╭──
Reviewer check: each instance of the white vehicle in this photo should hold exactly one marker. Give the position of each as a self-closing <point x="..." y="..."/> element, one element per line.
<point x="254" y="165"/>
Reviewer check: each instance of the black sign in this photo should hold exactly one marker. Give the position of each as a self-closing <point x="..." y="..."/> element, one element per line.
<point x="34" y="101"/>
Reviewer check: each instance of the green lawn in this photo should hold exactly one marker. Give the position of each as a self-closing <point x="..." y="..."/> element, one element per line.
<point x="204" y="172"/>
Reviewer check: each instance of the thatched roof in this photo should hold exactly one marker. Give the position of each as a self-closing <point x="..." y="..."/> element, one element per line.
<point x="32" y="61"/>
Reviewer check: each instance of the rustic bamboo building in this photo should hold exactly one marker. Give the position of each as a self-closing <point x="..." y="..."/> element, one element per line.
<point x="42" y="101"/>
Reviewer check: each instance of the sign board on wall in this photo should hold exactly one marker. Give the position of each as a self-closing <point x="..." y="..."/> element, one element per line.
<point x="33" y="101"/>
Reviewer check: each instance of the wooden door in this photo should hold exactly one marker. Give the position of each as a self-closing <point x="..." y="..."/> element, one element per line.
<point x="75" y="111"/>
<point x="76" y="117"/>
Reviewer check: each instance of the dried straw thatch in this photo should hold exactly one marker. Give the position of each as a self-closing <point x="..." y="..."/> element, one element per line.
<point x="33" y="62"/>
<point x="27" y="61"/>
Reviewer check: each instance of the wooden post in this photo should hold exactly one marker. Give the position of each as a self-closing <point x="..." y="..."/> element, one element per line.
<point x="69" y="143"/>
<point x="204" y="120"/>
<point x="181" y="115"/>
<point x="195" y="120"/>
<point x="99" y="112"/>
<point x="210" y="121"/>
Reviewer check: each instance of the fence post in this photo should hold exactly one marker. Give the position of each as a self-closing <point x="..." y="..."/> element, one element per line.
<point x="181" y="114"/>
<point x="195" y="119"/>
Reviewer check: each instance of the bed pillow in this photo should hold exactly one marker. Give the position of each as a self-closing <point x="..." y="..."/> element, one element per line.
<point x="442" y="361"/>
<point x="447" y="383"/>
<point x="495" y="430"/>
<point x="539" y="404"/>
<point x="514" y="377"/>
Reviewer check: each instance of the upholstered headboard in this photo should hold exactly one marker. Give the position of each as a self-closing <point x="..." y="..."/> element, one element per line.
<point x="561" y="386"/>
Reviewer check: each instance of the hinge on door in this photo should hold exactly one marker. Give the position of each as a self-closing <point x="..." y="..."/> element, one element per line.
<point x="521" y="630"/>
╰──
Task to complete –
Return the complete material exactly as it appears.

Written reply –
Reviewer check: each instance of the white vehicle in this photo should hold exactly one marker. Give the position of each as a self-closing <point x="..." y="..."/> element, one element per line.
<point x="254" y="165"/>
Reviewer check: each instance of the black sign in this photo should hold exactly one marker. Give the position of each as a self-closing <point x="..." y="..."/> element, one element per line.
<point x="34" y="101"/>
Reviewer check: each instance of the green lawn in this photo should hold exactly one marker. Give the position of each as a self-closing <point x="..." y="..."/> element, one element per line.
<point x="204" y="172"/>
Reviewer check: each instance of the thatched roof in this photo should hold exactly one marker. Give the position of each as a self-closing <point x="..." y="..."/> element, one element per line.
<point x="32" y="61"/>
Reviewer check: each instance of the rustic bamboo building in this photo should hold exactly one marker. Give the position of each as a self-closing <point x="..." y="..."/> element, one element per line.
<point x="42" y="101"/>
Reviewer check: each instance of the sign board on wall in this photo should hold exactly one marker. Give the position of each as a self-closing <point x="..." y="..."/> element, one element per line.
<point x="33" y="101"/>
Reviewer check: each instance of the wooden door in this photo should hold exactly one marker. Give the position of each as a self-closing <point x="..." y="..."/> element, one element per line.
<point x="75" y="111"/>
<point x="76" y="117"/>
Reviewer check: each instance of the dried straw thatch in this photo should hold exactly one marker. Give the position of each as a self-closing <point x="..." y="..."/> element, one element per line.
<point x="33" y="62"/>
<point x="27" y="61"/>
Reviewer check: each instance of the wooden post in this photo should hold exactly one marker. Give the position of each as a self-closing <point x="..." y="..."/> element, one element per line.
<point x="69" y="143"/>
<point x="204" y="120"/>
<point x="181" y="115"/>
<point x="195" y="120"/>
<point x="99" y="112"/>
<point x="210" y="121"/>
Reviewer check: each instance of the fence post in this photo should hold exactly one marker. Give the position of each as a self-closing <point x="..." y="..."/> element, one element per line.
<point x="181" y="114"/>
<point x="195" y="119"/>
Reviewer check: each instance of the bed pillow in this photo should hold exactly one marker. Give the position of each as a self-closing <point x="..." y="..."/> element, one element per line.
<point x="442" y="361"/>
<point x="447" y="383"/>
<point x="495" y="430"/>
<point x="539" y="404"/>
<point x="514" y="377"/>
Reviewer check: each instance of the upholstered headboard in this photo should hold exactly one marker. Give the position of each as a self-closing <point x="..." y="..."/> element, one element per line.
<point x="561" y="386"/>
Reviewer check: each instance of the hinge on door in this photo should hold exactly one marker. Give the position of each as a self-closing <point x="..." y="..."/> element, one element per line.
<point x="521" y="630"/>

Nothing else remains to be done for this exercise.